■ **PROVIDED ENTRIES**
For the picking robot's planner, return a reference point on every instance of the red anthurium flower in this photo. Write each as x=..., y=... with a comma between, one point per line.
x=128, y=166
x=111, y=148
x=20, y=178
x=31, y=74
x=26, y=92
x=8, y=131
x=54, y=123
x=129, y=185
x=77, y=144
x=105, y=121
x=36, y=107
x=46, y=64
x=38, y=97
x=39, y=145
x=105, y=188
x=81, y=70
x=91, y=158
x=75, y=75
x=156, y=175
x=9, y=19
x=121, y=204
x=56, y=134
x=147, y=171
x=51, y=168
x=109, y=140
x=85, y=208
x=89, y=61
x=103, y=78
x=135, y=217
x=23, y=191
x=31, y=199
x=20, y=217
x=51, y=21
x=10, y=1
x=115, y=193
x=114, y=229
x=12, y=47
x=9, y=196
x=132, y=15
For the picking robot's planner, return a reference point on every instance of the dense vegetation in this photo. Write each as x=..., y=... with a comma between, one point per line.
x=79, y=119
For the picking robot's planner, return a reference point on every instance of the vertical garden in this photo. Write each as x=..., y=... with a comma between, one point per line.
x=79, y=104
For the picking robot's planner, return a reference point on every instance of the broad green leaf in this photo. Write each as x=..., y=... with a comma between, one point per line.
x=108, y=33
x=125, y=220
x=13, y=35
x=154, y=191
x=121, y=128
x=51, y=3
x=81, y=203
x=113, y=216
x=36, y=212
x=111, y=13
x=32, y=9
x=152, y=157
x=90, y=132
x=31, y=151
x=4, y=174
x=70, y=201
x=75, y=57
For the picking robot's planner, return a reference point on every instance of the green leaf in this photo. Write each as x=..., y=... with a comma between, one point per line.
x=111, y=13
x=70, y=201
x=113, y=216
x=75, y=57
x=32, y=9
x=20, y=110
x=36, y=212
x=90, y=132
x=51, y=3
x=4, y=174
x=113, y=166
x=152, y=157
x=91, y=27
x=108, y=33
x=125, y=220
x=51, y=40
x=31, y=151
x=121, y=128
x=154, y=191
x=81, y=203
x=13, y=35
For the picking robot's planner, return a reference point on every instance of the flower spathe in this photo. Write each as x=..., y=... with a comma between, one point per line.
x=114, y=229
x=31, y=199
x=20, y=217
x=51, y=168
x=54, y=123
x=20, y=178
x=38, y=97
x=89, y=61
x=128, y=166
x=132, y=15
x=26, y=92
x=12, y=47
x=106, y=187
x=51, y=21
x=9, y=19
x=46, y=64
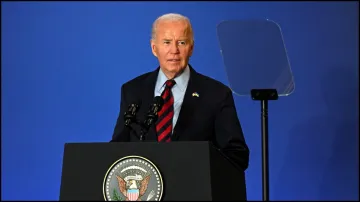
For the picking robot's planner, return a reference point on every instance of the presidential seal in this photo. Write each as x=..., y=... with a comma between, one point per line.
x=133, y=178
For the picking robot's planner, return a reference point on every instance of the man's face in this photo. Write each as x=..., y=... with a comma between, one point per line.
x=172, y=46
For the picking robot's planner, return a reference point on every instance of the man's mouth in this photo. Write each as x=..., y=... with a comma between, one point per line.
x=174, y=60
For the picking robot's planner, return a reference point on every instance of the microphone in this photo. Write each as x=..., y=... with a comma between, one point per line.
x=130, y=115
x=129, y=119
x=152, y=115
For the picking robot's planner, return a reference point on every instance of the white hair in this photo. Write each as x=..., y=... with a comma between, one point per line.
x=171, y=17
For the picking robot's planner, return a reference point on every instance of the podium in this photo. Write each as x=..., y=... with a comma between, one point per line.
x=149, y=171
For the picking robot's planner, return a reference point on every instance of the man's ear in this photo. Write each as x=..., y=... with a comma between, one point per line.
x=153, y=47
x=191, y=48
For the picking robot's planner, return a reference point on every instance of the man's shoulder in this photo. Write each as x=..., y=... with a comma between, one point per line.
x=139, y=80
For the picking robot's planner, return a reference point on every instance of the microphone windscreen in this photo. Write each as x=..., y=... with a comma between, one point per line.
x=159, y=101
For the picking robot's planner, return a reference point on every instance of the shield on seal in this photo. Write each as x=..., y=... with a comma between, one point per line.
x=132, y=194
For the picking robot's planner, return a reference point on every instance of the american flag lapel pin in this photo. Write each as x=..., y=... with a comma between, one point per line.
x=195, y=94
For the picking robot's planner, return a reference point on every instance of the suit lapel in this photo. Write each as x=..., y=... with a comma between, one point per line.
x=146, y=99
x=188, y=105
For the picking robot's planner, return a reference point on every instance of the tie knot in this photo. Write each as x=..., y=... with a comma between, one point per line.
x=170, y=83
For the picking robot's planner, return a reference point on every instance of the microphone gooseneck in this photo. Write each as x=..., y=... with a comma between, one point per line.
x=152, y=115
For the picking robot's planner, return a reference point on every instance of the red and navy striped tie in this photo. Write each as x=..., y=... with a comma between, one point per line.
x=164, y=123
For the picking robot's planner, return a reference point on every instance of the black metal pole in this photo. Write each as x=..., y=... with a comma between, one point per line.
x=265, y=153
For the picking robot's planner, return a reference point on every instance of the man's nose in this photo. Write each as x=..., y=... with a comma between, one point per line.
x=174, y=48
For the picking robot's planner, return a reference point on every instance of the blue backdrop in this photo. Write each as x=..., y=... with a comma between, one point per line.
x=63, y=64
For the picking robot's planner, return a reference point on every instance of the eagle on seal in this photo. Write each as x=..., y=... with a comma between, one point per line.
x=130, y=190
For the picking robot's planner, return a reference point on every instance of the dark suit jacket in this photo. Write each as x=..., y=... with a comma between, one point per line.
x=210, y=117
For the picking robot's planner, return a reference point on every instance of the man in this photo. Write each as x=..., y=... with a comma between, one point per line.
x=196, y=107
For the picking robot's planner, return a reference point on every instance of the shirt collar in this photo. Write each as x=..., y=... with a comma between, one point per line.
x=181, y=80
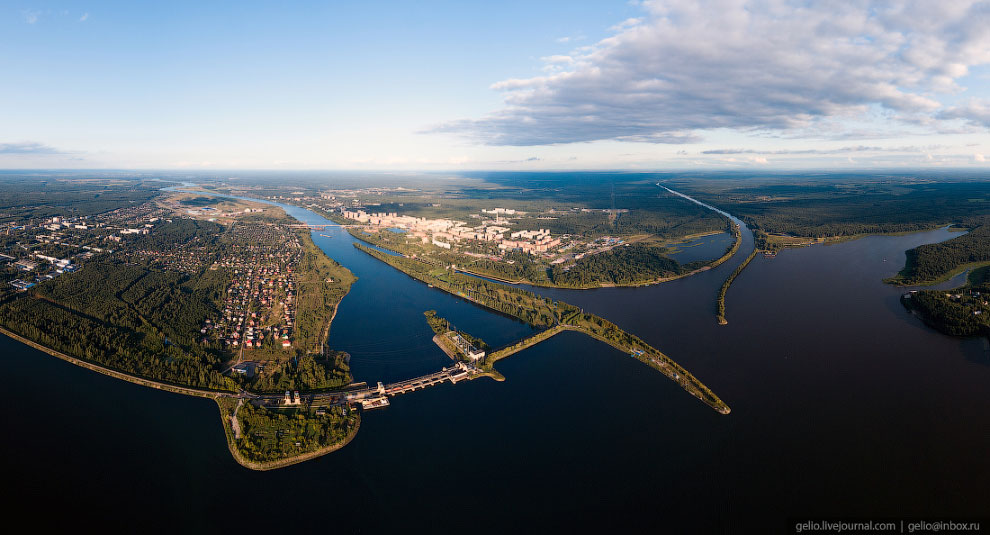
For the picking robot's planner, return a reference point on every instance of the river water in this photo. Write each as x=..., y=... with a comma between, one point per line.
x=842, y=404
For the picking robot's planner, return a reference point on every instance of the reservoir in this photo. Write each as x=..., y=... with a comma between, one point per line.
x=843, y=404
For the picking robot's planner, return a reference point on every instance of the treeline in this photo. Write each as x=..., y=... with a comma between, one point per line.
x=515, y=302
x=271, y=435
x=308, y=373
x=31, y=197
x=138, y=351
x=951, y=315
x=633, y=264
x=551, y=314
x=438, y=324
x=720, y=306
x=834, y=208
x=178, y=233
x=935, y=260
x=128, y=318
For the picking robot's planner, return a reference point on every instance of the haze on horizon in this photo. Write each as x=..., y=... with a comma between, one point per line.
x=675, y=84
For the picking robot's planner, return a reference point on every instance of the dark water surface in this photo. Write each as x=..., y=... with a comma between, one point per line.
x=707, y=247
x=842, y=404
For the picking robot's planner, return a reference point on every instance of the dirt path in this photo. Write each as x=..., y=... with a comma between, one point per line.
x=234, y=424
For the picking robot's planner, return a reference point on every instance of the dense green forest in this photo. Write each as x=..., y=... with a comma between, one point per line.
x=516, y=302
x=135, y=320
x=959, y=312
x=33, y=197
x=720, y=305
x=271, y=435
x=551, y=315
x=935, y=261
x=308, y=373
x=836, y=206
x=632, y=264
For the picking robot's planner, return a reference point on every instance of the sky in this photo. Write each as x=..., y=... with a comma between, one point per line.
x=639, y=85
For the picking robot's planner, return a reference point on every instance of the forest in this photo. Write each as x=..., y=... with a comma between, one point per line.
x=31, y=197
x=633, y=264
x=935, y=261
x=833, y=206
x=135, y=321
x=269, y=435
x=551, y=316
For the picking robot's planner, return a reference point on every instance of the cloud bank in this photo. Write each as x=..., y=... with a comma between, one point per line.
x=688, y=66
x=28, y=147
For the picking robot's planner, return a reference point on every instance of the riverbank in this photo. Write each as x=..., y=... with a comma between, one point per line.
x=720, y=306
x=225, y=417
x=176, y=389
x=556, y=316
x=737, y=233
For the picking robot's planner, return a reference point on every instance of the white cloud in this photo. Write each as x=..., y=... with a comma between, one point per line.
x=28, y=147
x=751, y=66
x=31, y=16
x=974, y=111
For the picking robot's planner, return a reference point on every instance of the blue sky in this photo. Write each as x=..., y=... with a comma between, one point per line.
x=506, y=85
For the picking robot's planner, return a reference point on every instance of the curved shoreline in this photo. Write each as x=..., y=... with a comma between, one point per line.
x=150, y=383
x=737, y=233
x=281, y=463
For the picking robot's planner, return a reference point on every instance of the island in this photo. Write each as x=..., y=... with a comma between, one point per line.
x=230, y=299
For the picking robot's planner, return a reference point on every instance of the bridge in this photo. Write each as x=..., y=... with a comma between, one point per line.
x=454, y=373
x=314, y=227
x=371, y=397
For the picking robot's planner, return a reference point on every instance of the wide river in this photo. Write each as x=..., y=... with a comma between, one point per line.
x=842, y=404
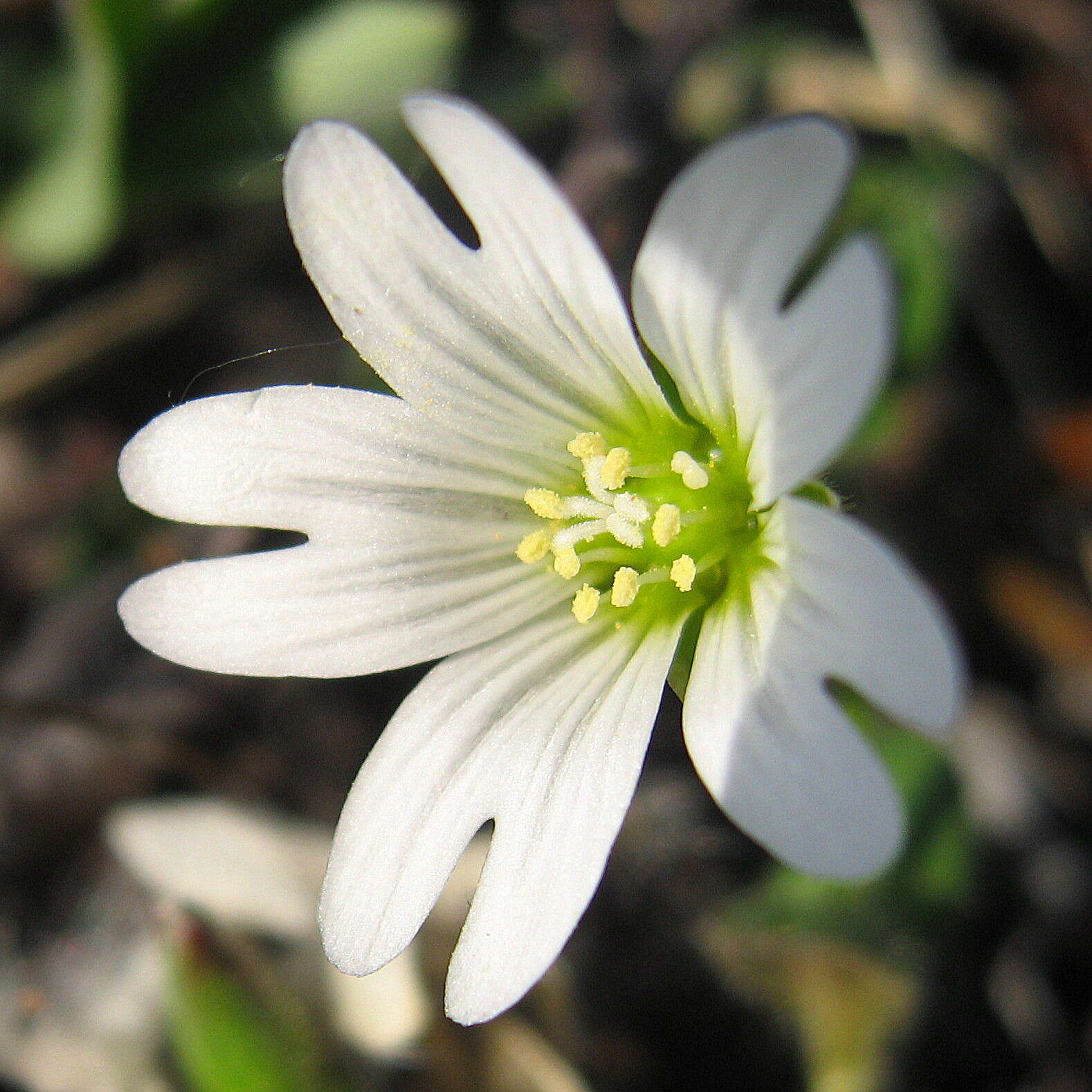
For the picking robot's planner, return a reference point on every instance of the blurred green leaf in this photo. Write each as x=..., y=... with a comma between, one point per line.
x=900, y=200
x=356, y=60
x=230, y=1033
x=68, y=208
x=925, y=886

■ **INSTRUCTIONS FOR THE TASK**
Substitute "sorting robot" for "picking robot" in the part of the records that opens with the line containing "of the eagle" and closes with the line containing "x=196, y=107". Give back only those lines, with nothing else changed.

■ **THE SOLUTION**
For the sorting robot's planner, return a reference point on every instance of the eagle on seal in this photo. Write each as x=..., y=... with a comma between, one point per line.
x=130, y=190
For the sorting robot's planner, return a reference point on every instance of the dark suit jacket in this photo. Write each as x=..., y=... with a comma between, one point per line.
x=210, y=117
For the sorting robot's planner, return a reference point on every instance of the man in this photo. Write each as x=..., y=... with a comma between, one point per line.
x=196, y=107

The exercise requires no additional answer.